→ **Material shown**

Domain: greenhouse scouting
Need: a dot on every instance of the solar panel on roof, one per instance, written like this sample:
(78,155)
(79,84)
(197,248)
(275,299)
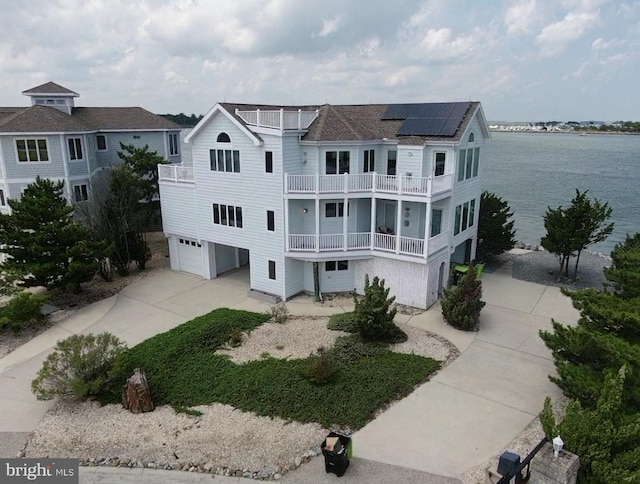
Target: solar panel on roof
(451,126)
(444,110)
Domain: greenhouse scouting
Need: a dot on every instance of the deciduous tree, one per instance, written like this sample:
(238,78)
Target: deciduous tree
(495,231)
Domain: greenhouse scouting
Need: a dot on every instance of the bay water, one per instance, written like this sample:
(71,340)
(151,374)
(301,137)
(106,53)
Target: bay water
(533,171)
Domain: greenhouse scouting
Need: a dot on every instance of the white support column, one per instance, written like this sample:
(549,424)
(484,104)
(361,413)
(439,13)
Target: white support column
(373,221)
(345,226)
(286,224)
(427,230)
(317,212)
(398,226)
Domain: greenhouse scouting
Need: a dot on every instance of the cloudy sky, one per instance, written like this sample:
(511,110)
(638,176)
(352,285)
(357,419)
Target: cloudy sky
(523,59)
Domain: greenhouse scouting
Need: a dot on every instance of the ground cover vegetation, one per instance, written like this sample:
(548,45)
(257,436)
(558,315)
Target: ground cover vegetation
(495,227)
(571,230)
(603,425)
(461,302)
(183,370)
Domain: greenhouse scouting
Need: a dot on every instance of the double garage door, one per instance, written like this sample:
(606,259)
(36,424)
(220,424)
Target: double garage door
(190,256)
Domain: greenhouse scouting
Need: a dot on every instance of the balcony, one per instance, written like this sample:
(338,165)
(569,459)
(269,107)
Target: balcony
(278,119)
(364,241)
(369,183)
(175,173)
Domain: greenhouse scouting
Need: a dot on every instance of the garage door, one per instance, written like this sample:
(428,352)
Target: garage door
(190,256)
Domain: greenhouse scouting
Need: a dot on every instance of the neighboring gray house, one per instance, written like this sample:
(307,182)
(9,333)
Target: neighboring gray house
(54,139)
(386,190)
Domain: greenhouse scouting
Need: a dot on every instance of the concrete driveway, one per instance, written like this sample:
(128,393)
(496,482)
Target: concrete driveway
(467,413)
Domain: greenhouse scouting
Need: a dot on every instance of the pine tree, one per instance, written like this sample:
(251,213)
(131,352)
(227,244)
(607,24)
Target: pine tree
(373,314)
(624,273)
(461,304)
(495,231)
(46,247)
(606,439)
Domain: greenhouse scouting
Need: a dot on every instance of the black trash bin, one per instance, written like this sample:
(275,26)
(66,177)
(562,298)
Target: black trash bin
(336,460)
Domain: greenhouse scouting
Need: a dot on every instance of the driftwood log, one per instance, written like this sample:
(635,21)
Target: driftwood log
(136,396)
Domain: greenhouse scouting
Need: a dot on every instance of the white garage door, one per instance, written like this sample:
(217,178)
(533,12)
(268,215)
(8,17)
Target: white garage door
(190,256)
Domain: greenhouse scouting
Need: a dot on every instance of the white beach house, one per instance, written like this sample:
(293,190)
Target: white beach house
(315,197)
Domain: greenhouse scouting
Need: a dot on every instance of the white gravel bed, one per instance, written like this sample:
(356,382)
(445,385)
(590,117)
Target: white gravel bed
(222,435)
(297,338)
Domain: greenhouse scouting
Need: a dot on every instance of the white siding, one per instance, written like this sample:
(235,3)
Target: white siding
(179,209)
(406,280)
(247,190)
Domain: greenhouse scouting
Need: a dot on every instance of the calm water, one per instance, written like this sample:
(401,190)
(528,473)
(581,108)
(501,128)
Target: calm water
(533,171)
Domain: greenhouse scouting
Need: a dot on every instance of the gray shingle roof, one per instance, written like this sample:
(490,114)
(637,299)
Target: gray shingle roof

→ **The task**
Return the records verbatim, minus pictures.

→ **Reply to the exercise**
Domain: greenhouse scouting
Need: a dot on every instance of the solar panel on roof, one per instance, written like this sample:
(78,155)
(79,84)
(197,248)
(275,299)
Target: solar panel on roof
(451,126)
(444,110)
Domain: greenhouse scouting
Need: a dot on every instance of the deciduous tree, one per instance, written like this sample:
(238,78)
Target: deciduous tree
(495,231)
Domain: greenhouse scouting
Need: a dot on every instance of the bay water, one per instance, written like this sample:
(71,340)
(151,374)
(301,137)
(106,53)
Target: bay water
(533,171)
Domain: greenhouse scouting
Need: a dot on every instance of the white support column, one per instance, written like this sample:
(549,424)
(484,104)
(361,413)
(439,13)
Target: white support column
(373,221)
(345,226)
(286,224)
(427,230)
(317,212)
(398,226)
Domain: greenhouse scouting
Need: a dot on every instance of the cloudy sky, one per instance, written like this sample:
(511,110)
(638,176)
(352,285)
(357,419)
Target: cloudy sky
(523,59)
Domain: greenhouse scouting
Need: a dot on every instance of the ground cover vegetation, one per instance, written like this sample:
(548,45)
(257,436)
(558,315)
Target: ground cover vegetation
(495,227)
(571,230)
(603,425)
(461,302)
(183,370)
Domain: greenhouse scouting
Need: a dot on every instance of the double garage door, one per instance, written like this sample:
(606,259)
(36,424)
(220,424)
Target: double garage door
(190,256)
Domain: greenhouse scouting
Need: a dot on every instance of the balcony, one per instance, written like this sample:
(338,165)
(569,459)
(269,107)
Target: balcony
(278,119)
(364,241)
(369,183)
(175,173)
Domain: greenhouse scouting
Need: a dot on every instance of the garage door, one per instance, written like this sample:
(428,352)
Target: garage door
(190,256)
Domain: greenhouse scouting
Need: a dot on every instance of the neighboring gray house, one per instance, written like this sample:
(307,182)
(9,333)
Target: neighboring gray house
(54,139)
(386,190)
Domain: greenhouse scouting
Need: a dot on every instance of the concrete driveway, one per instance, written like this sample:
(128,393)
(496,482)
Target: concrete driveway
(467,413)
Domain: greenhouse scouting
Need: a dot on every instance of the pine tree, one per instance, written like this sample:
(251,213)
(131,352)
(227,244)
(607,24)
Target: pine tree
(373,314)
(624,273)
(461,304)
(495,231)
(46,247)
(606,439)
Domain: greenhouse scouting
Need: a dot on every instance of the black trash bin, one per instance, written like this sample:
(275,26)
(66,177)
(562,298)
Target: black trash bin
(336,460)
Domain: greenhouse scouting
Need: a dot on every instance of the driftwood log, one per instance, written like this sample:
(635,21)
Target: driftwood log
(136,396)
Domain: greenhouse scouting
Need: a dot on every instance of the white garage door, one per instance, written like this sample:
(217,178)
(533,12)
(268,215)
(8,17)
Target: white garage door
(190,256)
Domain: greenhouse scouting
Need: a dot on every instance of the white beach house, one per instance, written like this sample:
(293,190)
Target: white beach house
(315,197)
Domain: greenhouse scouting
Need: a dot on every instance of the white gravel bed, one per instance, written like this sample:
(356,382)
(445,385)
(590,117)
Target: white gravel bed
(222,435)
(297,338)
Domain: greenhouse scouting
Need: a dot on every instance of the white siding, one per instance, written like this sample:
(235,3)
Target: white siding
(179,209)
(406,280)
(247,190)
Domain: greenhouse scouting
Need: a dot on every instance of the calm water, one per instance, written like this sample:
(401,190)
(528,473)
(581,108)
(501,128)
Target: calm water
(533,171)
Domain: greenhouse scouting
Need: a dot on every instance of the gray shingle roof, one per instance, written like this sample:
(490,114)
(637,299)
Target: gray shingle roof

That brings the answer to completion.